**** Text

Re: [tip: ras/core] x86/mce: Enable additional error logging on certain Intel CPUs

2020-11-10 Thread Paolo Bonzini

Maybe no contract ... but a bunch of places (many of them in Intel
specific code) that check for it


Interestingly, quite a few of them are actually checking for HYPERVISOR 
not because of missing hypervisor features, but rather because 
hypervisors don't have to work around certain errata. :)


Full analysis after my sig, but tl;dr: the only case of using HYPERVISOR 
before using MSRs are in arch/x86/events/intel/cstate.c and 
arch/x86/events/intel/uncore.c.  There are some workarounds in 
drivers/gpu that might fall into a similar bucket.  But as far as MSRs 
go, the way to go  overwhelmingly seems to be {rd,wr}msrl_safe.

********
**** Input for this task

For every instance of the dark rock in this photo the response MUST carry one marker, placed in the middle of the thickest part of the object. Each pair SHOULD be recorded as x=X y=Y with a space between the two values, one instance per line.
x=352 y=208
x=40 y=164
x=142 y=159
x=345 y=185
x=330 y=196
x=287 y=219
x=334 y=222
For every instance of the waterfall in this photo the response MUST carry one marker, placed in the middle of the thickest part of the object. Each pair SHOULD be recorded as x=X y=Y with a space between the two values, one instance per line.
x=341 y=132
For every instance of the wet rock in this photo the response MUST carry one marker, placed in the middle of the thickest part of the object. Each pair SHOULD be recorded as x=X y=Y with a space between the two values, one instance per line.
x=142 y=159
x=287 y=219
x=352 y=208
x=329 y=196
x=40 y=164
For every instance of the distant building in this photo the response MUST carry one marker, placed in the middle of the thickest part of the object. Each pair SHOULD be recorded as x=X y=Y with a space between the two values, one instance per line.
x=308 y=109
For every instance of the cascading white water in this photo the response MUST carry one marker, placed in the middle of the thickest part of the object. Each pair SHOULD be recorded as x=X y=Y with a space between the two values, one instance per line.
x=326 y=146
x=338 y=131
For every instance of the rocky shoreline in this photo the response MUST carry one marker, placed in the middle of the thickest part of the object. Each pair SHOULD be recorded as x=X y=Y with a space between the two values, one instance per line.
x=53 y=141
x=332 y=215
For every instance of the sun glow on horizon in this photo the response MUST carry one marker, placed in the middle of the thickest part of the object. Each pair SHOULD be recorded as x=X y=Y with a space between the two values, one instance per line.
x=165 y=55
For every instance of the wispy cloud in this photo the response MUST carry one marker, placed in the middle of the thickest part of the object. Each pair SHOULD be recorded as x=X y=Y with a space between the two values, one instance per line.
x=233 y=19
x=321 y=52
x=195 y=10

********

▸ **Your tasks**:
(a) Answer these questions about the post:
(i) According to the post, why are quite a few of the checks for HYPERVISOR made?
(ii) Which two files does the post name as the only cases of using HYPERVISOR before using MSRs?
(iii) What does the post say is overwhelmingly the way to go for MSRs?
(b) Express the lines of the listing from the line containing "For every instance of the rocky" through the end of the listing, inclusive, as a Markdown table with the columns Row and Line. Leave out blank lines.

▸ **Solutions to the exercise**:
(a)
(i) Hypervisors don't have to work around certain errata.
(ii) arch/x86/events/intel/cstate.c and arch/x86/events/intel/uncore.c.
(iii) {rd,wr}msrl_safe.

(b)
| Row | Line |
|---|---|
| 1 | For every instance of the rocky shoreline in this photo the response MUST carry one marker, placed in the middle of the thickest part of the object. Each pair SHOULD be recorded as x=X y=Y with a space between the two values, one instance per line. |
| 2 | x=53 y=141 |
| 3 | x=332 y=215 |
| 4 | For every instance of the sun glow on horizon in this photo the response MUST carry one marker, placed in the middle of the thickest part of the object. Each pair SHOULD be recorded as x=X y=Y with a space between the two values, one instance per line. |
| 5 | x=165 y=55 |
| 6 | For every instance of the wispy cloud in this photo the response MUST carry one marker, placed in the middle of the thickest part of the object. Each pair SHOULD be recorded as x=X y=Y with a space between the two values, one instance per line. |
| 7 | x=233 y=19 |
| 8 | x=321 y=52 |
| 9 | x=195 y=10 |